Sandy Tait

Personal information
- Full name: Alexander Gilchrist Tait
- Date of birth: 3 December 1871
- Place of birth: Glenbuck, Scotland
- Date of death: 6 April 1949 (aged 77)
- Place of death: Croydon, England
- Position: Full back

Senior career*
- Years: Team / Apps / (Gls)
- Glenburn Athletic
- Ayr
- Royal Albert
- 1891: → Rangers (loan) / 6 / (0)
- 1892–1894: Motherwell / 17 / (0)
- 1894–1899: Preston North End / 76 / (0)
- 1899–1908: Tottenham Hotspur / 207 / (3)
- 1908–1909: Leyton / 6 / (0)
- 1910–1911: Croydon Common / 0 / (0)

Managerial career
- 1905: IFK Norrköping (coach)
- 1908–1910: Leyton (player-manager)
- 1910–1911: Croydon Common (player-manager)
- Corinthian

= Sandy Tait =

Scottish footballer (1871–1949)

Alexander Gilchrist Tait (3 December 1871 – 6 April 1949) was a Scottish professional footballer who played full back for teams including Glenburn Athletic, Ayr, Royal Albert F.C., Rangers, Motherwell, Preston North End, Tottenham Hotspur, Leyton and Croydon Common. He is also distantly related to British cricketer Andrew Flintoff.

== Football career ==
Sandy Tait was one of 13 children and worked as a pitboy leading the pit ponies while beginning his career at local club Glenbuck Athletic. He had a brief spell with Ayr and spent three years with Royal Albert but no league appearances are recorded for either of these initial clubs. Tait had a loan spell with Rangers in 1891–92 making his debut at left back in the Scottish League on 12 September 1891 in a 6–1 win at Vale of Leven. Tait made 6 appearances in season 1891–92 before being replaced at left back by Dunbar. Tait joined Motherwell for the following two seasons, making 17 appearances in 1893–94.

■ Short task A
Summarize the page on Sandy Tait in two sentences.
■ Short task B
Answer these questions about the page on Sandy Tait.
(i) In what town and country did he die?
(ii) Where did he make his Scottish League debut for Rangers, and what was the score?
(iii) How many appearances does the senior career list give him for Tottenham Hotspur?
■ Short task C
Write the next part of the page on Sandy Tait, continuing from its final sentence.

■ Stored rows
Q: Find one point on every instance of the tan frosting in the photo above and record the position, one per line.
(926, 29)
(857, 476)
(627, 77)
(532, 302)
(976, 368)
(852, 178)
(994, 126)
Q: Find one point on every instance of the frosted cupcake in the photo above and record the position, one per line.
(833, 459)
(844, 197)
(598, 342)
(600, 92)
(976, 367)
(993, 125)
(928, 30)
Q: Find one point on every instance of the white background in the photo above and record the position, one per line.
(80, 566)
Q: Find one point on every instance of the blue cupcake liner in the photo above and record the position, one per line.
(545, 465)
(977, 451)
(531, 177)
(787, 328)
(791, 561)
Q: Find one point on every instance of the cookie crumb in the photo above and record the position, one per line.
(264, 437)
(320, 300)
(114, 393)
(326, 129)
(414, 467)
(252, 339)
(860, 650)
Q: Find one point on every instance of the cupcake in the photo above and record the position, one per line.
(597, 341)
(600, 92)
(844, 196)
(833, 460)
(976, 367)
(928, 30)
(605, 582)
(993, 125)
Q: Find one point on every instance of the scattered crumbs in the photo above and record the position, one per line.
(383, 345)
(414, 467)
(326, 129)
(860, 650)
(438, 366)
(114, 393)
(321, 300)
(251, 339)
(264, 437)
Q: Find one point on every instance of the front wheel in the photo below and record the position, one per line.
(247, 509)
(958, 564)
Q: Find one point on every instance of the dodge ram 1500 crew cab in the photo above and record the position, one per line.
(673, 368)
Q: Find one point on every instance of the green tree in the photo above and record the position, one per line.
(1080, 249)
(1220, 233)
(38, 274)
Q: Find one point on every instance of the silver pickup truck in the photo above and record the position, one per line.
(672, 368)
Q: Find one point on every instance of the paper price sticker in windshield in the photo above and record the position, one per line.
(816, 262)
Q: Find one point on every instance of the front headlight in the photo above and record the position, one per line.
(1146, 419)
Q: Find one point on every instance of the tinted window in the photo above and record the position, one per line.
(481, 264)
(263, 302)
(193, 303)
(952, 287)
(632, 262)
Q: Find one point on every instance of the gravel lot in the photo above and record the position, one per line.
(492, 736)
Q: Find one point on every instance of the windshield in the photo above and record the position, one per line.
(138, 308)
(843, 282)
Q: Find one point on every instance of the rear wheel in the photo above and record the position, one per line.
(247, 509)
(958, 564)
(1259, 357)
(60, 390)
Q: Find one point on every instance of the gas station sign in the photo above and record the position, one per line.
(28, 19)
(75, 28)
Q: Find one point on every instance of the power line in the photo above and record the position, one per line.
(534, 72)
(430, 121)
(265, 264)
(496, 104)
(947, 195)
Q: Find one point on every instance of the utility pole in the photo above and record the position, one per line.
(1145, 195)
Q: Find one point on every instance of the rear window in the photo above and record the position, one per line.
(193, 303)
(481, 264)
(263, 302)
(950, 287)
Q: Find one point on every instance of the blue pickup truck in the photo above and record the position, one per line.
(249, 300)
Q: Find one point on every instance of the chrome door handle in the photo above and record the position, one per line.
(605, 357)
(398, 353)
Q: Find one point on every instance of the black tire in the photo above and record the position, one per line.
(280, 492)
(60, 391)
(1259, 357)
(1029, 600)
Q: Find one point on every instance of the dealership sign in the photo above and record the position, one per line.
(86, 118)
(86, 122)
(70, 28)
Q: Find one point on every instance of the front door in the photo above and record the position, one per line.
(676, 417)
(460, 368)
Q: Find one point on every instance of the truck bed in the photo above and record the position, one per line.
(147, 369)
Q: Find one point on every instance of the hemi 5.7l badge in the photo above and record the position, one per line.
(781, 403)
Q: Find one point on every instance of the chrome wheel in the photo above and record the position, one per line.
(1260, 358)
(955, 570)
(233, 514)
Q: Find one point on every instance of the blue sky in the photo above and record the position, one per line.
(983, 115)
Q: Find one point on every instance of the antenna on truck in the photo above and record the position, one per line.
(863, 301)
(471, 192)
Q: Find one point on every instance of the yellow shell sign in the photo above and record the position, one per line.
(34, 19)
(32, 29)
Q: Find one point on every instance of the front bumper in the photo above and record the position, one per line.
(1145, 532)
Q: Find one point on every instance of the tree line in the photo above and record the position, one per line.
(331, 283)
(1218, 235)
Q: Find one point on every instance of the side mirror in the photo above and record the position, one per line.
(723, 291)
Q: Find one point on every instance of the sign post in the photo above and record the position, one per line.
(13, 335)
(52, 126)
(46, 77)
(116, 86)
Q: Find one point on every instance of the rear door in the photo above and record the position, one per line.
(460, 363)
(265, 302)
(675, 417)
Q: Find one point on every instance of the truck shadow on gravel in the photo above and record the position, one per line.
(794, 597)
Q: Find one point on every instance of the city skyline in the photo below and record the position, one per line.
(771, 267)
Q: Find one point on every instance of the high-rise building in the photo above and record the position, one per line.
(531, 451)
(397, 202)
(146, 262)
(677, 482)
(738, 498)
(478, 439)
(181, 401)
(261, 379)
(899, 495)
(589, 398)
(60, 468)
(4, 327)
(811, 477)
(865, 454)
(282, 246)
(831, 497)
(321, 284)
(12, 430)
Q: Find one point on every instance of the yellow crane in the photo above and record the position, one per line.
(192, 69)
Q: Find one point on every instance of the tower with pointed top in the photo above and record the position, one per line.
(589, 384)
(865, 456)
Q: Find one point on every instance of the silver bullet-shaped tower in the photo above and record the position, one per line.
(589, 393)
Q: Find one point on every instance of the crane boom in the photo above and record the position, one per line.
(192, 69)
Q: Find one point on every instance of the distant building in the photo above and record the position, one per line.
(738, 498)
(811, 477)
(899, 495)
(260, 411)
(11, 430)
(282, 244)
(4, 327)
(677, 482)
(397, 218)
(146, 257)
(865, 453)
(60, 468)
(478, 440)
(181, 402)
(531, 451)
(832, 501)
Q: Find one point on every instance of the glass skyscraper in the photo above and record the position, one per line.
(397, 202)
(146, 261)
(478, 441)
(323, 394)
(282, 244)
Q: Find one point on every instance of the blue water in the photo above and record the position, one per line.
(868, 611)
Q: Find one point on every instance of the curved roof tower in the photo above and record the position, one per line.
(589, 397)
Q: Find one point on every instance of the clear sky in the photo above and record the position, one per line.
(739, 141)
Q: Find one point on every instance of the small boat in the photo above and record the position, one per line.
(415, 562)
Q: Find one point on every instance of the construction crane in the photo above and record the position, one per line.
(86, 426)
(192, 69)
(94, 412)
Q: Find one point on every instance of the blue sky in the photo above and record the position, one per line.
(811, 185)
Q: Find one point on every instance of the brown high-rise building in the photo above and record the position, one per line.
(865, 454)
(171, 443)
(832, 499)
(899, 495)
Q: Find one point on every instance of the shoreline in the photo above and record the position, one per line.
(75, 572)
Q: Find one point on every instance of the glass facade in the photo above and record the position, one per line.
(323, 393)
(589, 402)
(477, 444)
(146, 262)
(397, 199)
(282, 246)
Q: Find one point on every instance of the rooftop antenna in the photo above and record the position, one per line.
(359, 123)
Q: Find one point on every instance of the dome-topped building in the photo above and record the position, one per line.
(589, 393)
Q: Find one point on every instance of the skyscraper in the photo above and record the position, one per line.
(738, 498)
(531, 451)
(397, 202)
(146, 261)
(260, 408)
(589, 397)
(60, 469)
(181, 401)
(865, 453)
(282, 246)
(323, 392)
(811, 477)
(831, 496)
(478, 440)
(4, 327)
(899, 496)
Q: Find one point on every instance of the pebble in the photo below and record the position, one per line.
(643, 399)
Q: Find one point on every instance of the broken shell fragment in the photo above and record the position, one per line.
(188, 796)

■ Task response A
Alexander Gilchrist "Sandy" Tait (1871–1949) was a Scottish professional full back whose teams included Rangers, Motherwell, Preston North End, Tottenham Hotspur, Leyton and Croydon Common. One of 13 children, he worked as a pitboy while starting his career, made 6 appearances on loan at Rangers in 1891–92, and then joined Motherwell for the following two seasons.

■ Task response B
(i) Croydon, England
(ii) At Vale of Leven, in a 6–1 win
(iii) 207

■ Task response C
===Preston North End===
In 1894 Tait left Motherwell and joined Preston North End making his First Division debut at right back in a 3–1 win v Nottingham Forest on 23 March 1895 and made 3 appearances as Preston finished in 4th place in 1894–95. In the following season Tait was a regular first at right back with England international Bob Holmes at left back then switching over to left back with Holmes at right back. Tait made 26 appearances as Preston finished 9th in 1895–96. On 23 November 1895 Preston visited Small Heath at their Coventry Road ground on a blustery afternoon with a bitterly cold wind. Tait was playing at right back with a half time score of 2–1 to Small Heath when the Preston goalkeeper John Wright, playing only his second game, was found to have a fractured wrist from an accidental first half collision. Tait went into goal and Preston played on with 10 men equalising but then conceding three late goals to lose 2–5. When Preston finished 4th in the table in 1896–97 Tait began at left back but lost his place to Hugh Dunn and made only 16 appearances. In 1897–98 Tait played at right back in the first match and the last four but made only 8 appearances in the season as Preston slipped to 12th place of 16 teams in the First Division. Tait shared the full back duties with Holmes and Dunn again in 1898–99 making 26 appearances mainly at left back.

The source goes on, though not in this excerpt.